■ WORK ORDER:
Retype, word for word, the section of the Phantom Thread review that opens with the words containing "What follows is" and closes with "Woodcock comes undone.".

■ PASSAGE FOR REVIEW:
━━━━━━━━━━━━━━━━━━━━━━━━━━━━━━

Director: Paul Thomas Anderson
Cast: Daniel Day-Lewis, Vicky Krieps, Lesley Manville
Phantom Thread is a mysterious movie. It is, at once, hypnotic and unsettling. Days after watching it, I wondered what exactly I had seen – is it a perverse love story? Or a darkly, comical portrait of a toxic relationship? Or a heart-breaking story about a young, spirited woman desperately in love with an older, domineering man who loves his work too much to love anyone else?
The story is set in London in the 1950s. Daniel Day-Lewis is Reynolds Woodcock, a fashion designer who services the rich and the famous. Reynolds doesn't just make clothes. He designs dreams. Wearing his fantastical, structured gowns, women become art installations. This is a man who single-handedly sewed a wedding dress for his mother when he was 16. He now lives in a carefully monitored world, which his sister Cyril – played by Lesley Manville – oversees. Here clothes are made with a quiet precision and loud noises aren't tolerated. Even the sound of a toast being buttered at breakfast breaks Reynolds' concentration. As he says early in the film: I cannot begin my day with a confrontation.
Into this fashion monastery arrives the bumbling, charming waitress Alma, an immigrant whose origins are never revealed. Alma serves Reynolds breakfast at a restaurant but even before the meal is done, he has asked her out for dinner. On their first date, he takes her measurement. And Cyril dryly declares: you have the ideal shape. He likes a little belly.
What follows is a desperate tale of desire and exactly the confrontation that Reynolds wants to avoid. Alma moves in with Reynolds and Cyril but she wants to be more than a silent backdrop. She reveals to Reynolds how stunted his life is but she also unhinges his peace and his process. The meticulously maintained house of Woodcock comes undone.
Phantom Thread is breathtakingly elegant. The costumes by Mark Bridges aren't ostentatious but they are drop-dead gorgeous. I usually start noticing clothes in a movie when I'm bored but here costumes are one of the many elements to savour. As is the production design by Mark Tildesley. With extreme precision, director Paul Thomas Anderson creates a beautiful but claustrophobic world. And you are trapped in here with three individuals who are fascinating but not very likeable.
The acting is the stuff of genius. In his review of Phantom Thread, New Yorker film critic Anthony Lane called Daniel Day-Lewis the Federer of film. It's such a lovely and apt descriptor. Manville as the clipped, controlling Cyril is equally good. Both have won Oscars nominations. But the surprise here is Vicky Krieps who stands as an equal. She has a lovely, flawed beauty that makes Alma's ache more palpable.
Daniel Day-Lewis has said that Phantom Thread will be his last film. Which is one more reason to see it.

━━━━━━━━━━━━━━━━━━━━━━━━━━━━━━

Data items
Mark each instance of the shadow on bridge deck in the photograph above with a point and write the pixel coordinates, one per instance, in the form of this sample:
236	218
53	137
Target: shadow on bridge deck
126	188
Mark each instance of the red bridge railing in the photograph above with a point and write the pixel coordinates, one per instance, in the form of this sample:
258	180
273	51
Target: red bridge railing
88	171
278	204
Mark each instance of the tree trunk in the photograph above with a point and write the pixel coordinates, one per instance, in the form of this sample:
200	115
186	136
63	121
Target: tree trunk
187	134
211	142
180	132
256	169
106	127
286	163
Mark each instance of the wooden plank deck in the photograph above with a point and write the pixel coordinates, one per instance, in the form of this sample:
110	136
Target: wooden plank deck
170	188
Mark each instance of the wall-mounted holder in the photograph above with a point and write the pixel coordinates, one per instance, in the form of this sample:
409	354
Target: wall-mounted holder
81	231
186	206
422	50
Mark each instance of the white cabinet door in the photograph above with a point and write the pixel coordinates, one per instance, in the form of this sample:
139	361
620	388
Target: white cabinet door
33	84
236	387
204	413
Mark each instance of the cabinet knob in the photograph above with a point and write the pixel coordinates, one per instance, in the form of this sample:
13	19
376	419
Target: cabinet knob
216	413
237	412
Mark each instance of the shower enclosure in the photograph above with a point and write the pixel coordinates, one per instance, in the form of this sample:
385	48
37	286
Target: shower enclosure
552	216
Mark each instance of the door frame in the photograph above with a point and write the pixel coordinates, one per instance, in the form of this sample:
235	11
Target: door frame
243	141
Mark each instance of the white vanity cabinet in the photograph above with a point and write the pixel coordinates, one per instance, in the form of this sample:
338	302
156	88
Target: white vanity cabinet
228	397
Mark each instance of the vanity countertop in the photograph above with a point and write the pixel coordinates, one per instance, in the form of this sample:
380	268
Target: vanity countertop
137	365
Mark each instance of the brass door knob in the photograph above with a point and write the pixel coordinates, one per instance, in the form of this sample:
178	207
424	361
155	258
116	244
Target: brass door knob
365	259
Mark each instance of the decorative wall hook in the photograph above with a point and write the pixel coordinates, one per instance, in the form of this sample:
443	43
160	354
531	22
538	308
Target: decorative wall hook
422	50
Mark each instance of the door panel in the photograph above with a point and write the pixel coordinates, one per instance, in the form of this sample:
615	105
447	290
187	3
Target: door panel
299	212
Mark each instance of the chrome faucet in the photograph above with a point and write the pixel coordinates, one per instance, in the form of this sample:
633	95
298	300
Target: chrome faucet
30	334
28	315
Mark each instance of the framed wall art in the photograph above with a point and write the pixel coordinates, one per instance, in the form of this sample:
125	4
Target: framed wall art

━━━━━━━━━━━━━━━━━━━━━━━━━━━━━━

■ WRITTEN ANSWER:
What follows is a desperate tale of desire and exactly the confrontation that Reynolds wants to avoid. Alma moves in with Reynolds and Cyril but she wants to be more than a silent backdrop. She reveals to Reynolds how stunted his life is but she also unhinges his peace and his process. The meticulously maintained house of Woodcock comes undone.